■ **DATA SUPPLIED**
● ● ● ● ●
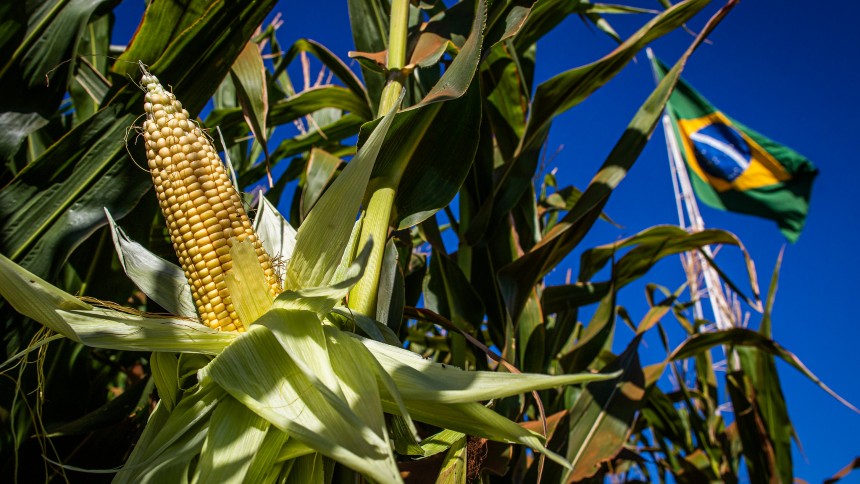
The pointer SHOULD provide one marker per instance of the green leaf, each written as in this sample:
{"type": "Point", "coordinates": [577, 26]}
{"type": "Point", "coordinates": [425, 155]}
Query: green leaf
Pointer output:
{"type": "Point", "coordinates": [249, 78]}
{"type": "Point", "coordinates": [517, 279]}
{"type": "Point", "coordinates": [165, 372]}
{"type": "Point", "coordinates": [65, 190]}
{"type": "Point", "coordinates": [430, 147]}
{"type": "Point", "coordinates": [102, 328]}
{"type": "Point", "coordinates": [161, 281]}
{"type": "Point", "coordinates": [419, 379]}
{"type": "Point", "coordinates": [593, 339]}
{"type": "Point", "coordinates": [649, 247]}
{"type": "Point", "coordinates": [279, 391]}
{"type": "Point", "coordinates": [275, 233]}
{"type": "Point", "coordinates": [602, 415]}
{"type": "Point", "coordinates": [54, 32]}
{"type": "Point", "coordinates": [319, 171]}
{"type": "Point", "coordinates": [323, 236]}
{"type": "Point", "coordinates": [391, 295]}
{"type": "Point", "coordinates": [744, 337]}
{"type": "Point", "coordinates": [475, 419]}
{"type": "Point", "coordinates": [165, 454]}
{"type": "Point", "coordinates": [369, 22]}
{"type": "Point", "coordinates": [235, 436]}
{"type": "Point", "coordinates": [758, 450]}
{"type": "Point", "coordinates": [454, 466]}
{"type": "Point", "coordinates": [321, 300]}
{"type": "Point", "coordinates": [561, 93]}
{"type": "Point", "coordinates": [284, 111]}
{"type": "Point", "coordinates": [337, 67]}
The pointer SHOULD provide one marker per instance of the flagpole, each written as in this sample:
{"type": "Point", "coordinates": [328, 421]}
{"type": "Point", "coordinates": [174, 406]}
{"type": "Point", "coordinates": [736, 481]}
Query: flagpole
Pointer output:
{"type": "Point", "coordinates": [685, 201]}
● ● ● ● ●
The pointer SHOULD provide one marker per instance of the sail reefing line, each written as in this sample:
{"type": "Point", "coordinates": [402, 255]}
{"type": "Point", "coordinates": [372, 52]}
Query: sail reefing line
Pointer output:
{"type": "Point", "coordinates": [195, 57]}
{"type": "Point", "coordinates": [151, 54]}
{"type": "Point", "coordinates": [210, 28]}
● ● ● ● ●
■ **YOUR OBJECTIVE**
How many lines in the material above contain the string "sail"? Reply with the number alone.

■ **FINISHED ANSWER**
2